Exercise prompt >> Please answer from the passage below about the pillow: where does the writer's niece Mira work?

___ Source extract ___

Oysters on a pillow
By Virginia J. Pasalo
LAST night my niece Mira who works at the East Avenue Medical Center (EAMC) held a pillow just taken out of the plastic wrap. She said it was an unused pillow beside Nanay’s body. My sister Lydia and Emma wanted to leave it for reasons they did not want to articulate but Mira’s hands held on the pillow and asked several times, “Ayaw ninyo? This is unused, it is clean!” It is as if the pillow wanted to be taken home, and it is using Mira’s hands as a bridge to get there. I felt like somehow, the pillow carried my mother’s essence, and so without hesitation, I took the pillow from her hands.

___ Dataset extract ___

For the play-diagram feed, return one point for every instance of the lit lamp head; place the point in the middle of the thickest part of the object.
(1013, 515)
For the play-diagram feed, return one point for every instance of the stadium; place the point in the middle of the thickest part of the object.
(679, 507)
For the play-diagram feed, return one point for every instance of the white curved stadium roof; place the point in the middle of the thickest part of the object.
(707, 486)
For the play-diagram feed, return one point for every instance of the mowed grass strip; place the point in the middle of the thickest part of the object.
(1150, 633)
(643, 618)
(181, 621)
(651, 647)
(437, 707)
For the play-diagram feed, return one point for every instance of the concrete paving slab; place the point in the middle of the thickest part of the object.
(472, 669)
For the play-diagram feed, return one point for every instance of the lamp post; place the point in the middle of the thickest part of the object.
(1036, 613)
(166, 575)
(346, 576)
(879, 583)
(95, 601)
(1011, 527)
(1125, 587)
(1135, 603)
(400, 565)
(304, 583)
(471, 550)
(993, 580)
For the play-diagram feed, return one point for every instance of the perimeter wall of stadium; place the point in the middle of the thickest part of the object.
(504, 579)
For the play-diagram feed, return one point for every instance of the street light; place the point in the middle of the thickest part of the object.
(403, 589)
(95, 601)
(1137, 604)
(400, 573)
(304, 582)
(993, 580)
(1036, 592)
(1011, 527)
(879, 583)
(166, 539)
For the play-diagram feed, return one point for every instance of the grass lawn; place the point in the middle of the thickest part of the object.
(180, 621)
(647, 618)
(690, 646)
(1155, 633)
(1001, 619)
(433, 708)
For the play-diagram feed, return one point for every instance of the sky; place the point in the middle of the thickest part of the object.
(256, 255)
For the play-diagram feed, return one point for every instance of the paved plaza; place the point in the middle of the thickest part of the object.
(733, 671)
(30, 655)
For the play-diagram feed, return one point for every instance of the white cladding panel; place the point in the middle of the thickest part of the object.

___

Completed exercise >> At the East Avenue Medical Center (EAMC).